### OBJECTIF 1
Traduisez en anglais la phrase suivante de l'extrait sur les polders cambodgiens : « Un projet pilote de cadastre fut lancé afin de régulariser les titres de propriété. »

### EXTRAIT DU DOCUMENT
==============================

En 1997, " c'était la catastrophe. On avait glissé des planches dans ce qui restait des petits barrages de la digue française. Les anciennes digues étaient éventrées, la mangrove avait pris le dessus ", se souvient Vincent David, ingénieur de l'ONG Handicap International. Il fallut alors comprendre le fonctionnement des mangroves et de ces sols très acides, où rien ne pousserait jamais si tant d'eau ne venait les laver à la saison des pluies : " En profondeur, on a 15 m de vases molles. Il était hors de question de faire des fondations en béton. On a dû stabiliser les gros ouvrages vannés avec des pieux en bois imputrescible ", dit-il.

Tout un passé de précarité est encore dans les mémoires : Roun Kho, une femme de 57 ans, se souvient des bonnes récoltes dans sa jeunesse. Sous les Khmers rouges, son hectare de terre fut collectivisé, et elle dut participer jusqu'à l'épuisement aux travaux des barrages, au point de perdre deux de ses cinq enfants. Yim Boy, 63 ans, fut lui, sous les Khmers rouges, emmené par trois fois pour être exécuté, dans un village voisin, où se trouve un charnier, mais eut la vie sauve grâce à sa connaissance des techniques agricoles et de l'irrigation. " Ensuite, toute la population dut se retirer dans les montagnes avec les Khmers rouges. Les gens s'échappèrent et revinrent sur les polders. De nouveaux venus aussi s'installèrent. Au début les digues des Khmers rouges fonctionnaient encore, on organisa l'entretien en commun par village. Puis, ça se dégrada. De moins en moins de monde voulut y participer, et à la fin, plus personne ! ", dit-il.

Pour les ONG, le défi fut de mettre en place une gestion pérenne des installations : " Le principe d'une communauté des usagers est qu'elle puisse financer l'entretien par une redevance ", explique Jean-Marie Brun, un spécialiste du développement rural au GRET (Groupe de recherche et d'échange technologique). " Or, les gens avaient une méfiance vis-à-vis de tout ce qui est collectif ", poursuit-il. Selon Veng Sakhon, le secrétaire d'Etat pour les ressources en eau, qui a suivi le projet du côté des pouvoirs publics cambodgiens, " les gens ne faisaient plus la différence, entre liberté et anarchie après les Khmers rouges. Tout était possible, on s'installait où on pouvait, mais personne ne voulait entendre le mot coopérative ". Un projet pilote de cadastre fut lancé afin de régulariser les titres de propriété. " Toute la philosophie de notre action, c'est de faire en sorte que le système soit viable sans nous, et qu'il puisse se répliquer ailleurs. Un organisme de microcrédit qu'on a financé est aujourd'hui une banque et ne dépend plus des bailleurs de fonds ", dit Hervé Conan, chargé de mission de l'AFD à Phnom Penh.

==============================

### DONNÉES FOURNIES
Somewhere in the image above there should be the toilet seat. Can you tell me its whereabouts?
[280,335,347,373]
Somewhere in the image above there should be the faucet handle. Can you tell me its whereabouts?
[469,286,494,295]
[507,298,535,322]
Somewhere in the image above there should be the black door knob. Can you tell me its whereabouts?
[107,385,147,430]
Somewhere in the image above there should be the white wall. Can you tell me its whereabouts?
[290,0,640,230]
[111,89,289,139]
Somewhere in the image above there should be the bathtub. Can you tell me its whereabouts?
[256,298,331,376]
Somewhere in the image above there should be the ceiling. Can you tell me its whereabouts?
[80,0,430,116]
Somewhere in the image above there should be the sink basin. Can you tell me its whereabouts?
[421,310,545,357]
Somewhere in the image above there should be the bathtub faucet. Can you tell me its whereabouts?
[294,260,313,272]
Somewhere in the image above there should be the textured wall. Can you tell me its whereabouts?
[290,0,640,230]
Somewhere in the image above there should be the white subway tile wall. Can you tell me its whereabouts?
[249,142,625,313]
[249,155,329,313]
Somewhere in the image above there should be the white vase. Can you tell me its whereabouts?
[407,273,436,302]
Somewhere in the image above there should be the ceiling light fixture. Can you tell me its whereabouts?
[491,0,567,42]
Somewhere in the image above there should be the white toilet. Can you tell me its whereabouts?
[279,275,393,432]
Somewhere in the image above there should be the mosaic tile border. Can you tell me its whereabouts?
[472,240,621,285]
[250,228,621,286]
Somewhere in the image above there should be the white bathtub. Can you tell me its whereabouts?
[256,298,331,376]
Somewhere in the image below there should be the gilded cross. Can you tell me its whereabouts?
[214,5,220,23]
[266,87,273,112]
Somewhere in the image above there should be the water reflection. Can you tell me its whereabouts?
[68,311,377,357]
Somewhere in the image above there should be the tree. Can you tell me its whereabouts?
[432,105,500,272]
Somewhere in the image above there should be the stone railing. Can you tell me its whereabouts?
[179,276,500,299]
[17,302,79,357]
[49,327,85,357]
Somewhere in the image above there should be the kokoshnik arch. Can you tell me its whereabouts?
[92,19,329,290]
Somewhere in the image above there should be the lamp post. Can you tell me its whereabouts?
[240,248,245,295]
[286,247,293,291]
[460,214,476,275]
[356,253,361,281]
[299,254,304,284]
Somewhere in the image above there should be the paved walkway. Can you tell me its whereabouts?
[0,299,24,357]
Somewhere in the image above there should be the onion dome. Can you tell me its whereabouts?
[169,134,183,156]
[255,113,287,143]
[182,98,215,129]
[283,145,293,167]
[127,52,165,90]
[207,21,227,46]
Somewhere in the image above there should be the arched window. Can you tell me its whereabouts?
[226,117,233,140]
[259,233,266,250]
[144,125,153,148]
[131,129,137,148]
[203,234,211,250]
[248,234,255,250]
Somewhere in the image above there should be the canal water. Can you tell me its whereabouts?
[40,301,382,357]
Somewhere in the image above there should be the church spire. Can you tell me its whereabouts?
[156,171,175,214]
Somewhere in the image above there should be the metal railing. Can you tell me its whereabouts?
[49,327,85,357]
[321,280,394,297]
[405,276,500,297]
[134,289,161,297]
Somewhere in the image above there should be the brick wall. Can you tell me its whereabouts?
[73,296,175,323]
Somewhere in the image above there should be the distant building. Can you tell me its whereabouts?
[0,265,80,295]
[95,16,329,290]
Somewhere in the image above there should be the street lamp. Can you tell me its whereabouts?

==============================

### OBJECTIF 2
Recopiez à l'identique les lignes des enregistrements, en commençant par la toute première ligne des enregistrements et en allant jusqu'à la ligne contenant « [407,273,436,302] », celle-ci comprise.

### SOLUTION PROPOSÉE 1
A pilot land registry project was launched in order to regularize property titles.

### SOLUTION PROPOSÉE 2
Somewhere in the image above there should be the toilet seat. Can you tell me its whereabouts?
[280,335,347,373]
Somewhere in the image above there should be the faucet handle. Can you tell me its whereabouts?
[469,286,494,295]
[507,298,535,322]
Somewhere in the image above there should be the black door knob. Can you tell me its whereabouts?
[107,385,147,430]
Somewhere in the image above there should be the white wall. Can you tell me its whereabouts?
[290,0,640,230]
[111,89,289,139]
Somewhere in the image above there should be the bathtub. Can you tell me its whereabouts?
[256,298,331,376]
Somewhere in the image above there should be the ceiling. Can you tell me its whereabouts?
[80,0,430,116]
Somewhere in the image above there should be the sink basin. Can you tell me its whereabouts?
[421,310,545,357]
Somewhere in the image above there should be the bathtub faucet. Can you tell me its whereabouts?
[294,260,313,272]
Somewhere in the image above there should be the textured wall. Can you tell me its whereabouts?
[290,0,640,230]
Somewhere in the image above there should be the white subway tile wall. Can you tell me its whereabouts?
[249,142,625,313]
[249,155,329,313]
Somewhere in the image above there should be the white vase. Can you tell me its whereabouts?
[407,273,436,302]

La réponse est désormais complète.